— Task inputs —

** Begin **

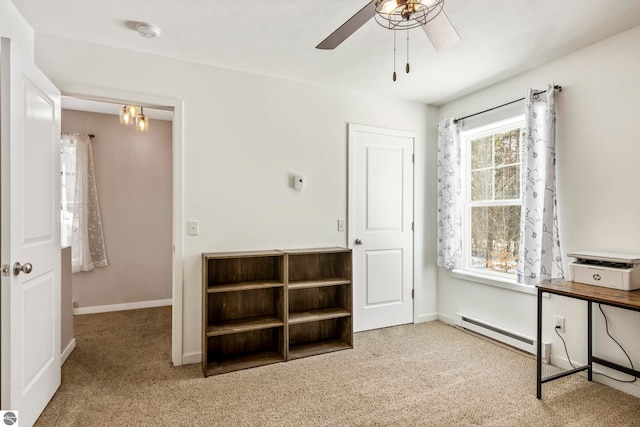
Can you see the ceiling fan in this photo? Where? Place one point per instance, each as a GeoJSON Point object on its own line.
{"type": "Point", "coordinates": [399, 15]}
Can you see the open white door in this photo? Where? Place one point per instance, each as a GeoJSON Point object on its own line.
{"type": "Point", "coordinates": [30, 227]}
{"type": "Point", "coordinates": [381, 226]}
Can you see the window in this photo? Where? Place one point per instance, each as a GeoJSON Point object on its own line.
{"type": "Point", "coordinates": [69, 204]}
{"type": "Point", "coordinates": [492, 194]}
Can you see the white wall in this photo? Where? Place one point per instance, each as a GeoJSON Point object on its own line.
{"type": "Point", "coordinates": [598, 118]}
{"type": "Point", "coordinates": [14, 27]}
{"type": "Point", "coordinates": [244, 135]}
{"type": "Point", "coordinates": [133, 177]}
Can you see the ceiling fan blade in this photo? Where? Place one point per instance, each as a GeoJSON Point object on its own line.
{"type": "Point", "coordinates": [349, 27]}
{"type": "Point", "coordinates": [440, 32]}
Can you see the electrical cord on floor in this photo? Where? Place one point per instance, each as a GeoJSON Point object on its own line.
{"type": "Point", "coordinates": [606, 325]}
{"type": "Point", "coordinates": [606, 322]}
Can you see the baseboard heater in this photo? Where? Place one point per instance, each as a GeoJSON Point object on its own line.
{"type": "Point", "coordinates": [504, 336]}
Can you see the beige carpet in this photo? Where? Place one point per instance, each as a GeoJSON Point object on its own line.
{"type": "Point", "coordinates": [429, 374]}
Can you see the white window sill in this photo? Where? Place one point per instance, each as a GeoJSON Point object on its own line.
{"type": "Point", "coordinates": [499, 282]}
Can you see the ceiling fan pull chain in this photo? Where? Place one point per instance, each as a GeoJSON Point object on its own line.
{"type": "Point", "coordinates": [394, 56]}
{"type": "Point", "coordinates": [407, 68]}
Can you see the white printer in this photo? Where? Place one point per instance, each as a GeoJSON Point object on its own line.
{"type": "Point", "coordinates": [611, 270]}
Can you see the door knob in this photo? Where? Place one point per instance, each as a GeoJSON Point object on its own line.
{"type": "Point", "coordinates": [26, 269]}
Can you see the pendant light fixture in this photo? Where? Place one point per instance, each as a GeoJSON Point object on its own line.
{"type": "Point", "coordinates": [128, 114]}
{"type": "Point", "coordinates": [133, 115]}
{"type": "Point", "coordinates": [142, 123]}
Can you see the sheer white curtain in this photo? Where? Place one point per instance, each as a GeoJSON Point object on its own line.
{"type": "Point", "coordinates": [539, 256]}
{"type": "Point", "coordinates": [449, 195]}
{"type": "Point", "coordinates": [80, 208]}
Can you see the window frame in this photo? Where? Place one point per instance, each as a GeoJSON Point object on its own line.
{"type": "Point", "coordinates": [467, 136]}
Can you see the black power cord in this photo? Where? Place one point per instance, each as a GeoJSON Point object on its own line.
{"type": "Point", "coordinates": [606, 323]}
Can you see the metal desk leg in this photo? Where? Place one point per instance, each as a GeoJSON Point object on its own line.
{"type": "Point", "coordinates": [589, 342]}
{"type": "Point", "coordinates": [539, 348]}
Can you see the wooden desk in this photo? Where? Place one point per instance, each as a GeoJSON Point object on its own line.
{"type": "Point", "coordinates": [629, 300]}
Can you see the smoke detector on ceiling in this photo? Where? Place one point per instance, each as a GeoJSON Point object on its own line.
{"type": "Point", "coordinates": [148, 31]}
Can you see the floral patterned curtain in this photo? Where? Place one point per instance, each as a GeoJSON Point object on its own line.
{"type": "Point", "coordinates": [80, 206]}
{"type": "Point", "coordinates": [449, 195]}
{"type": "Point", "coordinates": [539, 257]}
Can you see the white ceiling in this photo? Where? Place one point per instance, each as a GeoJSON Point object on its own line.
{"type": "Point", "coordinates": [500, 38]}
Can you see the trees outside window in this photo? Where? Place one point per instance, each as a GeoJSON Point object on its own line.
{"type": "Point", "coordinates": [493, 157]}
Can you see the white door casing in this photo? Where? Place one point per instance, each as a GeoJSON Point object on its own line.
{"type": "Point", "coordinates": [380, 229]}
{"type": "Point", "coordinates": [30, 227]}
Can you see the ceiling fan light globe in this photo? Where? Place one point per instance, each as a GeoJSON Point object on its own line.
{"type": "Point", "coordinates": [388, 6]}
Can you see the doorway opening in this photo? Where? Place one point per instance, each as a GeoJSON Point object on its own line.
{"type": "Point", "coordinates": [138, 175]}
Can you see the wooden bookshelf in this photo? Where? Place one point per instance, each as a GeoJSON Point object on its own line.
{"type": "Point", "coordinates": [320, 301]}
{"type": "Point", "coordinates": [244, 320]}
{"type": "Point", "coordinates": [265, 307]}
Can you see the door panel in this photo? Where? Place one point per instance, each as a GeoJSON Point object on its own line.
{"type": "Point", "coordinates": [30, 226]}
{"type": "Point", "coordinates": [39, 164]}
{"type": "Point", "coordinates": [384, 282]}
{"type": "Point", "coordinates": [384, 188]}
{"type": "Point", "coordinates": [380, 225]}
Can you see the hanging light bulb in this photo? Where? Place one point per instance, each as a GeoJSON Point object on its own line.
{"type": "Point", "coordinates": [125, 116]}
{"type": "Point", "coordinates": [142, 123]}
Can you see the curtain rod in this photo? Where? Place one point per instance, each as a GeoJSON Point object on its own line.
{"type": "Point", "coordinates": [557, 87]}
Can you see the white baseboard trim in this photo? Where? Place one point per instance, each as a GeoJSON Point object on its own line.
{"type": "Point", "coordinates": [422, 318]}
{"type": "Point", "coordinates": [449, 320]}
{"type": "Point", "coordinates": [191, 358]}
{"type": "Point", "coordinates": [67, 351]}
{"type": "Point", "coordinates": [121, 307]}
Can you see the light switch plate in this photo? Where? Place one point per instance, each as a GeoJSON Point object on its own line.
{"type": "Point", "coordinates": [193, 228]}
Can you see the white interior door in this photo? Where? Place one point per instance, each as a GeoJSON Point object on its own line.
{"type": "Point", "coordinates": [381, 226]}
{"type": "Point", "coordinates": [30, 226]}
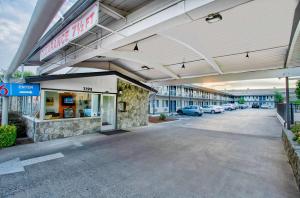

** End **

— Directions —
Could you give all of the material above again with every "photo" replaced by "image", keeping everything else the same and leaving out the pictures?

— Answer for this exercise —
Can you see the ceiling fan in this image? Where? Place one point per instance, each as a GeoJSON Point object on its own line.
{"type": "Point", "coordinates": [399, 15]}
Can you see the open white door in this image? Where? Place one point per instance, each as a GeoJSON Point object on its own line.
{"type": "Point", "coordinates": [30, 227]}
{"type": "Point", "coordinates": [381, 226]}
Can you see the window in this image? Where? Place one point per instance, each as a GeoJSON Point object on its own line.
{"type": "Point", "coordinates": [69, 204]}
{"type": "Point", "coordinates": [492, 194]}
Can you see the white wall in this image? Where? Place one point per instance, each as a GeoJSON Point object on its own line.
{"type": "Point", "coordinates": [598, 118]}
{"type": "Point", "coordinates": [14, 27]}
{"type": "Point", "coordinates": [244, 135]}
{"type": "Point", "coordinates": [133, 177]}
Can you see the ceiling fan blade in this image? Where? Place one point per instance, each as a GeoJSON Point object on its own line.
{"type": "Point", "coordinates": [349, 27]}
{"type": "Point", "coordinates": [440, 32]}
Can you see the electrical cord on floor in this image? Where? Place one point per instance, each as a GeoJSON Point object on its own line.
{"type": "Point", "coordinates": [606, 325]}
{"type": "Point", "coordinates": [606, 322]}
Can you see the baseboard heater in this image? Where? Place one point per instance, each as a GeoJSON Point object on its own line.
{"type": "Point", "coordinates": [504, 336]}
Can you see the beige carpet in this image? Where? Place one point per instance, each as a GeoJSON Point object on its own line.
{"type": "Point", "coordinates": [429, 374]}
Can you see the white window sill in this image? Where? Place one point per instance, each as a GeoJSON Point object on its own line.
{"type": "Point", "coordinates": [499, 282]}
Can you see the ceiling fan pull chain in this image? Where? Place one point per instance, each as a GeoJSON Point object on its own line.
{"type": "Point", "coordinates": [394, 56]}
{"type": "Point", "coordinates": [407, 68]}
Can you see the white printer in this image? Where? Place one point per instance, each as a GeoJSON Point object on its own line.
{"type": "Point", "coordinates": [611, 270]}
Can you see the door knob in this image? Where? Place one point per instance, each as a GeoJSON Point object on its own line.
{"type": "Point", "coordinates": [26, 269]}
Can you see the pendant light fixture in this image? Where? Place one point per instance, each as a GeoJSON Point object on its own line.
{"type": "Point", "coordinates": [128, 114]}
{"type": "Point", "coordinates": [133, 115]}
{"type": "Point", "coordinates": [142, 123]}
Can you see the sheer white curtain in this image? Where? Place one point per instance, each as a GeoJSON Point object on its own line.
{"type": "Point", "coordinates": [539, 256]}
{"type": "Point", "coordinates": [449, 195]}
{"type": "Point", "coordinates": [80, 208]}
Can you see the window frame in this image? Where? Place one point per instance, each as a GeoJSON Point object on its own line.
{"type": "Point", "coordinates": [467, 136]}
Can you see the black power cord in this image? Where? Place one point per instance, each as a GeoJSON Point object on its own line.
{"type": "Point", "coordinates": [606, 323]}
Can you see the metal desk leg in this image? Where? Place one point per instance, each as a GeoJSON Point object on its own line.
{"type": "Point", "coordinates": [589, 342]}
{"type": "Point", "coordinates": [539, 348]}
Can you see the wooden desk in this image? Where? Place one point per instance, each as a GeoJSON Point object on its own line.
{"type": "Point", "coordinates": [629, 300]}
Can you see the smoke detector on ceiling in this image? Where? Place one point per instance, each as a GeoJSON Point object on its own line.
{"type": "Point", "coordinates": [148, 31]}
Can you see the floral patterned curtain in this image? Where? Place one point per instance, each as a GeoJSON Point object on its own line.
{"type": "Point", "coordinates": [80, 206]}
{"type": "Point", "coordinates": [449, 195]}
{"type": "Point", "coordinates": [539, 257]}
Can you see the white ceiling in this image? Where? Place one point per instance, each as a GeoJSON Point object on its own line.
{"type": "Point", "coordinates": [500, 38]}
Can you see the trees outside window in this image? Where? Place one point per instance, each as a GeoJSON Point object on its own line.
{"type": "Point", "coordinates": [493, 157]}
Can you see the white door casing in this image? Where? Place one point per instance, each as a GeoJSON Point object on its own line.
{"type": "Point", "coordinates": [380, 229]}
{"type": "Point", "coordinates": [30, 227]}
Can you see the ceiling fan light globe in this image? Where? Place one point per instance, each as a GeoJSON Point object on its own line.
{"type": "Point", "coordinates": [388, 6]}
Can you see the doorway opening in this image? Where? Place one point per instance, each as a GeoJSON Point object on its own line.
{"type": "Point", "coordinates": [138, 175]}
Can you see the wooden bookshelf in this image? Where? Place one point per instance, each as a GeoJSON Point object on its own line.
{"type": "Point", "coordinates": [320, 301]}
{"type": "Point", "coordinates": [244, 320]}
{"type": "Point", "coordinates": [265, 307]}
Can you see the door panel in this image? Where? Place one point per instance, each as a GeoJSON Point object on its own line.
{"type": "Point", "coordinates": [30, 226]}
{"type": "Point", "coordinates": [39, 164]}
{"type": "Point", "coordinates": [384, 282]}
{"type": "Point", "coordinates": [384, 188]}
{"type": "Point", "coordinates": [380, 225]}
Can you see the hanging light bulb in this image? Where? Place one point per instance, each as a GeoJSON Point object on its own line.
{"type": "Point", "coordinates": [125, 116]}
{"type": "Point", "coordinates": [142, 123]}
Can you see the curtain rod in this image? Where? Place one point per instance, each as a GeoJSON Point object on its own line.
{"type": "Point", "coordinates": [557, 87]}
Can you see the white baseboard trim in this image? Where? Place one point per instance, each as a GeoJSON Point object on its own line.
{"type": "Point", "coordinates": [422, 318]}
{"type": "Point", "coordinates": [449, 320]}
{"type": "Point", "coordinates": [191, 358]}
{"type": "Point", "coordinates": [67, 351]}
{"type": "Point", "coordinates": [121, 307]}
Can you see the light switch plate in this image? Where? Place one point per instance, each as a GeoJSON Point object on its own line.
{"type": "Point", "coordinates": [193, 228]}
Can you see the white interior door in this image? Where? Place one point per instance, each as a GeoJSON Point object on its own line.
{"type": "Point", "coordinates": [381, 226]}
{"type": "Point", "coordinates": [30, 226]}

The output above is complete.